→ WHAT NEEDS TO BE DONE:
What is the number of lines in this listing that include "below"? Answer with that number only.

→ DATA SECTION:
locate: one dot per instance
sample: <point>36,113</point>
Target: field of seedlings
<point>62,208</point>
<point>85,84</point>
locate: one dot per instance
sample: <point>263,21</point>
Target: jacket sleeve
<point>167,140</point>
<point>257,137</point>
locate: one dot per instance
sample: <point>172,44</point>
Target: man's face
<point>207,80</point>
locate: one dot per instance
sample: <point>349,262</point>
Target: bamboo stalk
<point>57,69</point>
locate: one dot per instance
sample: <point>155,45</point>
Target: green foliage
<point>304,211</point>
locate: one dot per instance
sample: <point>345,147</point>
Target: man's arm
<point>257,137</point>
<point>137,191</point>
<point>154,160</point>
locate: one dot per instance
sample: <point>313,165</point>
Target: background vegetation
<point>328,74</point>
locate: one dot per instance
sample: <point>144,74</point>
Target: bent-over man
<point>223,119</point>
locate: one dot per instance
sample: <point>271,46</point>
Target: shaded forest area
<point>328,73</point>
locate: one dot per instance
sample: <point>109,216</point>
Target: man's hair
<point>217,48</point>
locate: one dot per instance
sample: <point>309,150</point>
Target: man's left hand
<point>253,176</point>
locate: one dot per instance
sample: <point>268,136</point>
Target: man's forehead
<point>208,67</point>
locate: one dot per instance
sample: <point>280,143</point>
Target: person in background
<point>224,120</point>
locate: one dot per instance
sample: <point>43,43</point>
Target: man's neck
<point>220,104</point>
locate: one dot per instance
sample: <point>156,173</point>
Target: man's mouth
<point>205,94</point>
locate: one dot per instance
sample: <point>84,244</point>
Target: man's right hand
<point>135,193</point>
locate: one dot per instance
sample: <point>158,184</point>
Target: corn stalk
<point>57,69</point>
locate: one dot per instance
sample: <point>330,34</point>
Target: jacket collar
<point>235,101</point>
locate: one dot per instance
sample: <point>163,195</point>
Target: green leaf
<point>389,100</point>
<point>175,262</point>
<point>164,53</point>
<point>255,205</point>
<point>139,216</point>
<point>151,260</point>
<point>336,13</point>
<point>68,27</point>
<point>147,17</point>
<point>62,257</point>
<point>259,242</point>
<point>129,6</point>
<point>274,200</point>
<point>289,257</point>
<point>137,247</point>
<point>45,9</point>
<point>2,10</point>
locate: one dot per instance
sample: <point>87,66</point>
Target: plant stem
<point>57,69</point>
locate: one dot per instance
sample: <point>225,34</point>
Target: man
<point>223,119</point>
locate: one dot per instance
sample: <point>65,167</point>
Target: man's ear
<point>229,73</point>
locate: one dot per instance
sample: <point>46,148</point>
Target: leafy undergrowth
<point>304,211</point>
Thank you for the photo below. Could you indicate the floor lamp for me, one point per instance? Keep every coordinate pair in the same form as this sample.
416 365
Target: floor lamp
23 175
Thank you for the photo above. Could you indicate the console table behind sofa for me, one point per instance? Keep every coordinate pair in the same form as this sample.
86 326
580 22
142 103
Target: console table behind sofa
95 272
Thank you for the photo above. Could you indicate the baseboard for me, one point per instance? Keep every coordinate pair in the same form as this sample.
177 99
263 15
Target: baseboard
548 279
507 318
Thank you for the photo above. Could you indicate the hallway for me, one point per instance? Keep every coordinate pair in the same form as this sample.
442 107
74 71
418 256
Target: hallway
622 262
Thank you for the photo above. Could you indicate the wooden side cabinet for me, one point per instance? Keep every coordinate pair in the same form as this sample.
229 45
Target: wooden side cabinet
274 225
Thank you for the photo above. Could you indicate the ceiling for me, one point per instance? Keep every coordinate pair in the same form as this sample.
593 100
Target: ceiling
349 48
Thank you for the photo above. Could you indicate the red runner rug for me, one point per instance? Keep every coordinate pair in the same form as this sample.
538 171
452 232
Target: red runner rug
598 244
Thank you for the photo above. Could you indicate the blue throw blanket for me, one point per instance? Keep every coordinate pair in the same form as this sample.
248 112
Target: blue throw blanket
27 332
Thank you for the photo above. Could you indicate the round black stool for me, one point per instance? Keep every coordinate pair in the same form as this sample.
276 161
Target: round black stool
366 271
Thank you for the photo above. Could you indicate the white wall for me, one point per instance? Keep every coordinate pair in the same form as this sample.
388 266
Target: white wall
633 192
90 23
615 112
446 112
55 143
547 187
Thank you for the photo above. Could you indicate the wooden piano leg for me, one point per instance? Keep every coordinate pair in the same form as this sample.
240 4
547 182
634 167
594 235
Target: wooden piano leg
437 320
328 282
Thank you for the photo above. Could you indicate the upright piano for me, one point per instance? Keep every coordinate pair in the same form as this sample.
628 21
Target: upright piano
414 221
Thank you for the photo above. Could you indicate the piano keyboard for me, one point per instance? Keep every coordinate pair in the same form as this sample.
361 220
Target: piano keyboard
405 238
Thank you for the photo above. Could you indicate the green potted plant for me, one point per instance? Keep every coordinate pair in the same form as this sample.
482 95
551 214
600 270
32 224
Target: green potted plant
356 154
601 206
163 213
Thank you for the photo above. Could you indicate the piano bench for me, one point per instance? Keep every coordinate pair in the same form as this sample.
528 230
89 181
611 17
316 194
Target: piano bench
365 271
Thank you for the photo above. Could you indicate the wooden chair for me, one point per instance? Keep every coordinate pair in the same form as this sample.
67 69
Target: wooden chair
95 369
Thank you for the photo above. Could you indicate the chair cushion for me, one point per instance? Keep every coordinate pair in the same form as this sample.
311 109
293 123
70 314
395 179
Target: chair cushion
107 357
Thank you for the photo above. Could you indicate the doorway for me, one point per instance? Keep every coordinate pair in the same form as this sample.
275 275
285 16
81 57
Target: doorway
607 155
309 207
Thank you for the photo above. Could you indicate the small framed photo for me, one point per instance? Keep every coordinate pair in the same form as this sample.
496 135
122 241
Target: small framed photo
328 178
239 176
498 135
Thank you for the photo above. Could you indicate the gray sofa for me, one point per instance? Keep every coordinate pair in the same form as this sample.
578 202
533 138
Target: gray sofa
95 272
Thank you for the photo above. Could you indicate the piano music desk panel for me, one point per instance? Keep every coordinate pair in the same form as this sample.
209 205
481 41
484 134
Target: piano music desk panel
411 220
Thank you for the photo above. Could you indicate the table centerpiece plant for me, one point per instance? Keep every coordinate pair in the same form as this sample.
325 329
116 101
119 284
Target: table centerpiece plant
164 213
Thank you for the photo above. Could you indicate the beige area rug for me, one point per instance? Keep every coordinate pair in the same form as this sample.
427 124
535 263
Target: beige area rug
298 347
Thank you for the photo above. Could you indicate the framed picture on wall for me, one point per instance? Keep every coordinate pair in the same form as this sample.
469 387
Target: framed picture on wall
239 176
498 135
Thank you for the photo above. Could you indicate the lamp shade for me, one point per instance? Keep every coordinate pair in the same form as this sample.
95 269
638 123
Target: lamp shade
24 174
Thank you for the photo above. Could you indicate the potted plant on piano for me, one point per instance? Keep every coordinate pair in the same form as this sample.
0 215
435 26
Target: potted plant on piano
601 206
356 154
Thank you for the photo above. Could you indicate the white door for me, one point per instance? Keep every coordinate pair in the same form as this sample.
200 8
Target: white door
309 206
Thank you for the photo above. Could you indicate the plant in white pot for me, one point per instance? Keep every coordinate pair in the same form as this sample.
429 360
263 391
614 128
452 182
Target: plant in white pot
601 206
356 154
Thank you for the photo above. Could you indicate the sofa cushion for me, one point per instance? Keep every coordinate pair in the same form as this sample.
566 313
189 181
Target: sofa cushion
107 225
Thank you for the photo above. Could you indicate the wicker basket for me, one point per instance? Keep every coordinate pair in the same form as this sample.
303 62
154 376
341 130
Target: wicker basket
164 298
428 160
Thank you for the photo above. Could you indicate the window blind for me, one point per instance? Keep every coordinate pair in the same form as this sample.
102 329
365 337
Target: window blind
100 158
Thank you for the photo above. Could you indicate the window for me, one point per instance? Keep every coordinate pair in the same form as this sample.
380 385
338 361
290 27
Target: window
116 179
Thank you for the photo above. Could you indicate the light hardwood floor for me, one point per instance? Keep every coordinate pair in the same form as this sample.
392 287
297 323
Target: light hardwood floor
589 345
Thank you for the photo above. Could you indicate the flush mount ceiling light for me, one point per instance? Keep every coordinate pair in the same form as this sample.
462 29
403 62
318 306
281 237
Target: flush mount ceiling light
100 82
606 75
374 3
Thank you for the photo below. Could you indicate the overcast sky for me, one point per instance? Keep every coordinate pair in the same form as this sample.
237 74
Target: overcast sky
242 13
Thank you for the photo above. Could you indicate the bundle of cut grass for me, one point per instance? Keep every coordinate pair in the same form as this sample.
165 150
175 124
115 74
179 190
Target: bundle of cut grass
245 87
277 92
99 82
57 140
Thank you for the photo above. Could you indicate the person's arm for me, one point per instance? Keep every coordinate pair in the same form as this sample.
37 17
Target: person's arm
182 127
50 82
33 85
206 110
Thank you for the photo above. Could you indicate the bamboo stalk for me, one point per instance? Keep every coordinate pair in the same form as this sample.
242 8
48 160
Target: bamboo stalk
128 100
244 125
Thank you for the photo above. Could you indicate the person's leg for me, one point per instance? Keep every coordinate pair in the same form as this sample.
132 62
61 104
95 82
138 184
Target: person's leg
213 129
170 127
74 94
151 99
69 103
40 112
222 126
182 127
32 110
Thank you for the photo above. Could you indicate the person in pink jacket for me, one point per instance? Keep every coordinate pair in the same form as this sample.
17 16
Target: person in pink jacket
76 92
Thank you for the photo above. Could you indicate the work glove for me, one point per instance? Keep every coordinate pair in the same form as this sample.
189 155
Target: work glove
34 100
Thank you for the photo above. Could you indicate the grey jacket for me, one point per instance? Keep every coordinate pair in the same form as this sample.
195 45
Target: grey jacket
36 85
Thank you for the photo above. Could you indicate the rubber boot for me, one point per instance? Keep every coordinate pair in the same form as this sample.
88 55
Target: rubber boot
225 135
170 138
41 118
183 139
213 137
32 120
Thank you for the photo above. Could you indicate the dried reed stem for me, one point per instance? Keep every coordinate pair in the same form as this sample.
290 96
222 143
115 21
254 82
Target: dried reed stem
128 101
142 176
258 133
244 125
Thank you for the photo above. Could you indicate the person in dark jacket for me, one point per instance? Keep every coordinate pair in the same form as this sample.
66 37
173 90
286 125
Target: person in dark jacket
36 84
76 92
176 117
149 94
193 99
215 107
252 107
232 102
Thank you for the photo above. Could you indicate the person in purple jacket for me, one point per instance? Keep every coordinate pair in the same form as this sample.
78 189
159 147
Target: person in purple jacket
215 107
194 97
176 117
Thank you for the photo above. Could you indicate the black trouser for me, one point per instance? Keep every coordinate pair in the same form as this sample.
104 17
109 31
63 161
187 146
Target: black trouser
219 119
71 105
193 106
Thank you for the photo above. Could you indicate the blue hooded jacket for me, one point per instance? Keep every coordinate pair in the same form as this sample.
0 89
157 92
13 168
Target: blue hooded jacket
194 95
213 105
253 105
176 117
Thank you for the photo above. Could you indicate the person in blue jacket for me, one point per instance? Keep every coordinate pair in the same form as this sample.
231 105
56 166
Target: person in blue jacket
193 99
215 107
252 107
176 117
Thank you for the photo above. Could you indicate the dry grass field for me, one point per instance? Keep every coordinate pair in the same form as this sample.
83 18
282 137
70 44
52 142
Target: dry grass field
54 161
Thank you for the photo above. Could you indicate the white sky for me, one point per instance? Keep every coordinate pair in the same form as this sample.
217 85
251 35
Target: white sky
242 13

→ OUTPUT FOR THIS TASK:
2